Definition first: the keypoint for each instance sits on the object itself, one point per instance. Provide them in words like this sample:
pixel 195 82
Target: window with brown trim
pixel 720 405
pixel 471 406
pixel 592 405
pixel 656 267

──────────

Assignment: Would you please copy the whole listing exactly as given?

Reply to the exercise:
Definition first: the keypoint for each instance sits on the object itself, one point per instance. Provide them in words like this sample:
pixel 195 82
Target: window with brown trim
pixel 720 405
pixel 471 406
pixel 592 405
pixel 656 267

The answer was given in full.